EXTRACT TO READ —
________________________________________

Re: Query using SeqScan instead of IndexScan

From: Brendan Duddridge <brendan(at)clickspace(dot)com>
To: Jim C(dot) Nasby <jnasby(at)pervasive(dot)com>
Cc: PostgreSQL Performance <pgsql-performance(at)postgresql(dot)org>
Subject: Re: Query using SeqScan instead of IndexScan
Date: 2006-04-01 01:09:18
Message-ID: EBEB7ACF-84A8-4FCF-A481-8C087FF372D1@clickspace.com
Views: Raw Message | Whole Thread | Download mbox | Resend email
Thread:
Lists: pgsql-performance

Hi Jim,

I'm not quite sure what you mean by the correlation of category_id?
The category_id is part of a compound primary key in the
category_product
table. The primary key on category_product is (category_id, product_id).

Here's the definitions of the two tables involved in the join:

Table "public.category_product"
Column | Type | Modifiers
---------------------+----------------------+-----------
category_id | integer | not null
product_id | integer | not null
en_name_sort_order | integer |
fr_name_sort_order | integer |
merchant_sort_order | integer |
price_sort_order | integer |
merchant_count | integer |
is_active | character varying(5) |
Indexes:
"x_category_product_pk" PRIMARY KEY, btree (category_id,
product_id)

________________________________________

GIVEN MATERIAL —
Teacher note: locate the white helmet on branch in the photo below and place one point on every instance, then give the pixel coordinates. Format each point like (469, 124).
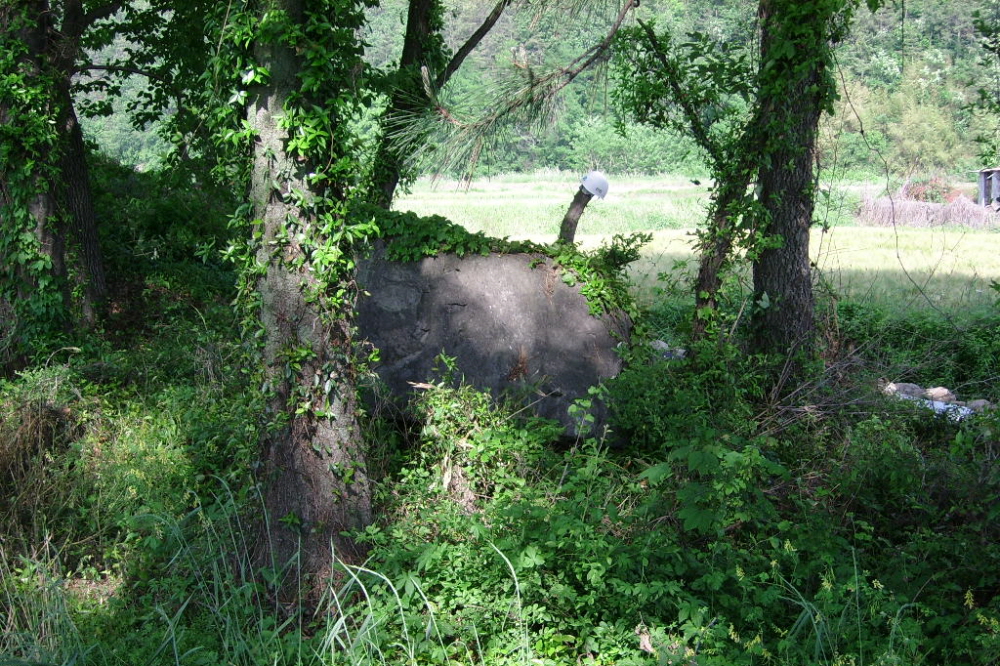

________________________________________

SET TASK — Reproduce the passage of the mailing-list message above from "I'm not quite" up to and including "is (category_id, product_id).".

RESULT OF THE TASK —
I'm not quite sure what you mean by the correlation of category_id?
The category_id is part of a compound primary key in the
category_product
table. The primary key on category_product is (category_id, product_id).